I’m not sure if it’s a good thing or a bad thing that Bruce Holsinger’s new novel has been published so close to the start of the Atlantic hurricane season. I’m sure I won’t be the only one who, having read it, will be bracing all season long for the horrific events he imagines to come true. That’s how chillingly convincing this climate thriller is.

THE DISPLACEMENTS is set in the very near future. The COVID-19 pandemic is still fresh in the minds of most, and young people like Mia, her older half-brother Gavin, and her little brother Oliver are still recovering from the disruptions and social isolation that have characterized much of their lives. But they haven’t seen anything yet. The family has recently relocated from Ann Arbor, Michigan, to Coral Gables, Florida. Mia’s mom, Daphne, an accomplished sculptor and potter, has struggled with the move, even though her husband Brantley is thrilled with their lavish lifestyle and his prestigious job as a surgeon at a nearby hospital. Daphne can’t shake her growing feelings of isolation or Gavin’s increasing animosity toward her, for reasons she can’t discern.

"[T]he family’s predicament and the ever-worsening situation at the camp (not to mention the outside world) plays out like a movie, the circumstances of which are perpetuated by a storm whose potential is all too real."

**INSTRUCTIONS:**
A. Translate this sentence from the book review into Spanish: "The family has recently relocated from Ann Arbor, Michigan, to Coral Gables, Florida."
B. According to the book review, what is Brantley's job?
C. Please copy the book review word for word from "THE DISPLACEMENTS is" to "she can’t discern.".

**AVAILABLE DATA:**
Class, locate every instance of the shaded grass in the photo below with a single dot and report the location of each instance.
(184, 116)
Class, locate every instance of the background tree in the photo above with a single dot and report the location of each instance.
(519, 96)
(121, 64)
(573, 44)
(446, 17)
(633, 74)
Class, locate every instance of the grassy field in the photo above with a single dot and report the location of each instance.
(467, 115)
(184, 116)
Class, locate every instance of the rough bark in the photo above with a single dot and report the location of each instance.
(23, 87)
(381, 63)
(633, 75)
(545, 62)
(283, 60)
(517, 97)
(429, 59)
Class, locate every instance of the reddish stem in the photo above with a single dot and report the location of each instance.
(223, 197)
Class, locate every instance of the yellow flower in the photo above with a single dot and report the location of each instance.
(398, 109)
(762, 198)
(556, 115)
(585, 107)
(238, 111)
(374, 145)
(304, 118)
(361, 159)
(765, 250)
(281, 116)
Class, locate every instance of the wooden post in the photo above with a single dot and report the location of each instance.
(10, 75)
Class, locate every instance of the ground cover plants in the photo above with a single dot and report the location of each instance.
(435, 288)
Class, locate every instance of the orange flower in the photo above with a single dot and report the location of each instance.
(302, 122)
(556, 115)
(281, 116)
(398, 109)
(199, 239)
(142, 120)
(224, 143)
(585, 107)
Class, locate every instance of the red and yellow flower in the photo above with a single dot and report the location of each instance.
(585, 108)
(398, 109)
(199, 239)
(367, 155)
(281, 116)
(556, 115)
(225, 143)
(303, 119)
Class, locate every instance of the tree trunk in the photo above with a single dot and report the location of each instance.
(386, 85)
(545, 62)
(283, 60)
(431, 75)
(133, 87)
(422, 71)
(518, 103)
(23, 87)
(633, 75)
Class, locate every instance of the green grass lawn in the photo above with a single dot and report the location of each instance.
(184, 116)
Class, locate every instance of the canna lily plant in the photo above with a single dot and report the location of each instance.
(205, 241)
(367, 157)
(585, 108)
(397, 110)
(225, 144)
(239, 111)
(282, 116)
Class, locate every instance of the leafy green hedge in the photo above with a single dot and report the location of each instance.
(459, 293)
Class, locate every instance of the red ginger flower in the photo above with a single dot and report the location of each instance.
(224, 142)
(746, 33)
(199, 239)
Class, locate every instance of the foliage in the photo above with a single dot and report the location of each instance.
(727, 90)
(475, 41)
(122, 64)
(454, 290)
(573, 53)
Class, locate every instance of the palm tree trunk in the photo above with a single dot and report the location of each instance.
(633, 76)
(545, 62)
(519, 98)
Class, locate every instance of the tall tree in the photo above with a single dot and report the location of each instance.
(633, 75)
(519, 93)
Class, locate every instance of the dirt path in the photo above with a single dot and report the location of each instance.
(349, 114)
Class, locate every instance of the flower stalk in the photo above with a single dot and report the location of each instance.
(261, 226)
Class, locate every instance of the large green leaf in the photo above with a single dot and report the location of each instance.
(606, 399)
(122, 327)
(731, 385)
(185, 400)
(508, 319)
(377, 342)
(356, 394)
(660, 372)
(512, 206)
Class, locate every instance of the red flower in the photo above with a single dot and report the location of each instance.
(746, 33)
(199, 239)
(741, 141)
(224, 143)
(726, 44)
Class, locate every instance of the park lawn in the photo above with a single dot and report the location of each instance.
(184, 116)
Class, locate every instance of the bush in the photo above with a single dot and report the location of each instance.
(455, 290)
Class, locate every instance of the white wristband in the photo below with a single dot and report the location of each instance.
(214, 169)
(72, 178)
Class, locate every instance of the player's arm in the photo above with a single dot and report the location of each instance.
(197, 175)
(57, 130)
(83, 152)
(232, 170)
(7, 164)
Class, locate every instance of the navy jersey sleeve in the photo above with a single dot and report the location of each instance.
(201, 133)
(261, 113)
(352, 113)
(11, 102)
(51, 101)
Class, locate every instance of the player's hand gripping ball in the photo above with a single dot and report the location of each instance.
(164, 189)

**SOLUTIONS BELOW:**
A. La familia se ha mudado recientemente de Ann Arbor, Míchigan, a Coral Gables, Florida.

B. He is a surgeon at a nearby hospital.

C.
THE DISPLACEMENTS is set in the very near future. The COVID-19 pandemic is still fresh in the minds of most, and young people like Mia, her older half-brother Gavin, and her little brother Oliver are still recovering from the disruptions and social isolation that have characterized much of their lives. But they haven’t seen anything yet. The family has recently relocated from Ann Arbor, Michigan, to Coral Gables, Florida. Mia’s mom, Daphne, an accomplished sculptor and potter, has struggled with the move, even though her husband Brantley is thrilled with their lavish lifestyle and his prestigious job as a surgeon at a nearby hospital. Daphne can’t shake her growing feelings of isolation or Gavin’s increasing animosity toward her, for reasons she can’t discern.